What is being asked: Reproduce, word for word, the portion of the vaccine-purchase report that runs from "WASHINGTON — The" up to and including "Biden said Tuesday.".

Extract to read:
==============================
WASHINGTON — The government is working to buy 200 million more doses of Covid-19 vaccines, a move that could provide enough doses to fully inoculate nearly every American by the end of the summer, President Joe Biden said Tuesday.
The government is seeking 100 million doses from Pfizer/BioNTech and 100 million from Moderna, an order that would be made available over the summer. They would be in addition to the 400 million combined doses the companies had already committed to provide the U.S., Biden said. He said he expects to be able to confirm the purchase soon.
"It will be enough to fully vaccinate 300 million Americans to beat the pandemic," Biden said.
The agreement would lessen the country's reliance on getting additional doses on the market from other manufacturers. The Trump administration had passed on buying more doses from Pfizer/BioNTech and Moderna and was instead betting that additional vaccines from Johnson & Johnson and AstraZeneca would come to market. Johnson & Johnson said it will release data for its single-dose vaccine in the coming days.
==============================
Source information:
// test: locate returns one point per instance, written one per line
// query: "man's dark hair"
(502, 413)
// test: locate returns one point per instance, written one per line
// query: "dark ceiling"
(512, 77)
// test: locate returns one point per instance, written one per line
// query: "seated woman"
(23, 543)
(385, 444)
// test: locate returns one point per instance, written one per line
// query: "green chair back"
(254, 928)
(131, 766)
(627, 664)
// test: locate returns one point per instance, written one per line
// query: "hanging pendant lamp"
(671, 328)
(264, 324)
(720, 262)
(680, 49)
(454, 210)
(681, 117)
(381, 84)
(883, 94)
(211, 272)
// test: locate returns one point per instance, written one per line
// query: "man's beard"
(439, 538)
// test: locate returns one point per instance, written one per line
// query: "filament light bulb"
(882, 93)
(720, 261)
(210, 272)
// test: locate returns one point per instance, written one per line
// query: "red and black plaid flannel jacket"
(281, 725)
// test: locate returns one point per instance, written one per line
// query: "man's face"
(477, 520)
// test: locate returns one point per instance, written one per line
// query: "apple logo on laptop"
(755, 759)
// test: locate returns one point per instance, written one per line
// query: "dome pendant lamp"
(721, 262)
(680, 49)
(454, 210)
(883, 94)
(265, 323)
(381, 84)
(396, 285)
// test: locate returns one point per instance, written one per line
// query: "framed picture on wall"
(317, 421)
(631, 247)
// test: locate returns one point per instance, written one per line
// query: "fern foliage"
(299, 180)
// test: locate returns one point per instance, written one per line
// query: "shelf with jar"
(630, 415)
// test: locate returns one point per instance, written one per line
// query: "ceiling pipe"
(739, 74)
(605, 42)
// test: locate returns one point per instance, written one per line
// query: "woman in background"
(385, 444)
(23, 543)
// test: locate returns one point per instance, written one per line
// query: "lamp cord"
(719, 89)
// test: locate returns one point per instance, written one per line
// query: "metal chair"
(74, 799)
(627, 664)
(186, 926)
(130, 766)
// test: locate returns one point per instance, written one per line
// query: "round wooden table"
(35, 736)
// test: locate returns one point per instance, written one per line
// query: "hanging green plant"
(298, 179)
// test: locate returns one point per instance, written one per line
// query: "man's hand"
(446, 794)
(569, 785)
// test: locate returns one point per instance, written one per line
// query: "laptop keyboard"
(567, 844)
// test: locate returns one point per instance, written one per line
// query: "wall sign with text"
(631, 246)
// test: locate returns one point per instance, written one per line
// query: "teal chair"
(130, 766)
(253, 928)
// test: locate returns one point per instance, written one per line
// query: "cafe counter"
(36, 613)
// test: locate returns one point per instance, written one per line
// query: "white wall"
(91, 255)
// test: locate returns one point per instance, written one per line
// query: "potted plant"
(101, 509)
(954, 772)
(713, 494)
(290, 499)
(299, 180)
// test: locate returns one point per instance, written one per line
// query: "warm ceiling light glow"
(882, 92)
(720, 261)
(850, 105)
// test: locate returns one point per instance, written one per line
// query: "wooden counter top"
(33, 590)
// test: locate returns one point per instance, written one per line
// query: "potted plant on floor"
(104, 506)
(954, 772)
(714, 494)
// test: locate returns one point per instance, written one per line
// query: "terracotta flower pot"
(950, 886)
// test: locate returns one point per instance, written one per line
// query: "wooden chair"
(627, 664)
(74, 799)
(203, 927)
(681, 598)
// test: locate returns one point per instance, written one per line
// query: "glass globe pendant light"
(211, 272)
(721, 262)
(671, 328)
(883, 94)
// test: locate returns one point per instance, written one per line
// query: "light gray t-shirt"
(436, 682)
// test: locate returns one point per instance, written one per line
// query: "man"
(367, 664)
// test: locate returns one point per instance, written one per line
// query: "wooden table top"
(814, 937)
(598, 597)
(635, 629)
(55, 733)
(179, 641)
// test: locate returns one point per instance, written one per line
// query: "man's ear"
==============================
Solution to this exercise:
WASHINGTON — The government is working to buy 200 million more doses of Covid-19 vaccines, a move that could provide enough doses to fully inoculate nearly every American by the end of the summer, President Joe Biden said Tuesday.